* **AIM OF THE TASK**
Format the lines below as a two-column CSV with the headers "line" and "answer", one row per line, putting its text and its answer each in a quoted field with line breaks turned into spaces. Leave the pictures out.

* **DATA**
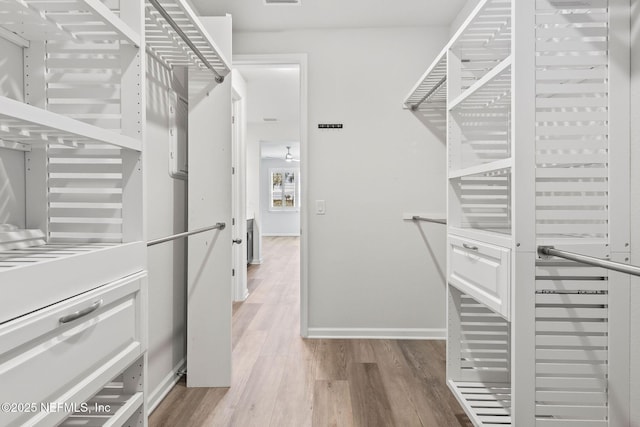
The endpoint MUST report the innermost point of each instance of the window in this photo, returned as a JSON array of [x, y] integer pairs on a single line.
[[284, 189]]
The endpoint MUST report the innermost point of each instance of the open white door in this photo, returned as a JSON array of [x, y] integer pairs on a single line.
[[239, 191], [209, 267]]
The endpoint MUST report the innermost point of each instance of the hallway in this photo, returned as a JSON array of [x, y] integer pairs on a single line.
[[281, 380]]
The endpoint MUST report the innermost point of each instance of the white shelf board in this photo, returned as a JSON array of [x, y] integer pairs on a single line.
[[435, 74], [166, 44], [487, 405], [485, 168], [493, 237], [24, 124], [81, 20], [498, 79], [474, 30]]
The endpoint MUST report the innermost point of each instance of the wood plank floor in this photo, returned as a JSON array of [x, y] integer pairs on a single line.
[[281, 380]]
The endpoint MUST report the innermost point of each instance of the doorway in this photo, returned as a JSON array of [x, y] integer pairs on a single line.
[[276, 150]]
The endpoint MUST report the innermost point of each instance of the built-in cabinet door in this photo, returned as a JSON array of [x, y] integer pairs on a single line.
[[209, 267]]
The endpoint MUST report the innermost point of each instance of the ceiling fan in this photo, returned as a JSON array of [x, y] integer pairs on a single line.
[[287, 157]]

* **ANSWER FOR THE TASK**
line,answer
"The endpoint MUST report the innermost point of each instance of the window in this photo, returned as a JSON array of [x, y] integer pairs on a single line.","[[284, 189]]"
"The endpoint MUST report the innermost point of each instance of the open white door in this photo, returned as a JSON array of [x, y] integer pairs on a single line.","[[239, 191], [209, 267]]"
"The endpoint MUST report the innermost point of each instance of the hallway in this photo, returned as a JSON array of [x, y] integer pairs on a single line.","[[281, 380]]"
"The endpoint MUST report the innermost point of each instance of the white shelf board in this photo, returned as a JSON array of [x, y] integer pairs on a single line.","[[435, 74], [166, 44], [487, 405], [485, 168], [493, 237], [24, 124], [81, 20], [498, 79], [474, 30]]"
"The endpoint MUST report the innermost point of each instance of the wood plank floor in this photo, returned as a JSON array of [x, y] integer pairs on a single line.","[[281, 380]]"
"The endpoint MUST report the innermost point of each instance of the doorway in this photo, returned as a JSON array of [x, y] integer pairs on a single line.","[[276, 150]]"
"The endpoint MUST report the innermost point of each instance of the built-in cabinet door in this photo, returned as a JSON array of [x, y] integer pairs on a single line.","[[209, 267]]"
"The endpoint MUST report the innermost point of each instance of the ceiling fan in this photo, returned as a JSON array of [x, y] integer pairs on a single line.","[[287, 157]]"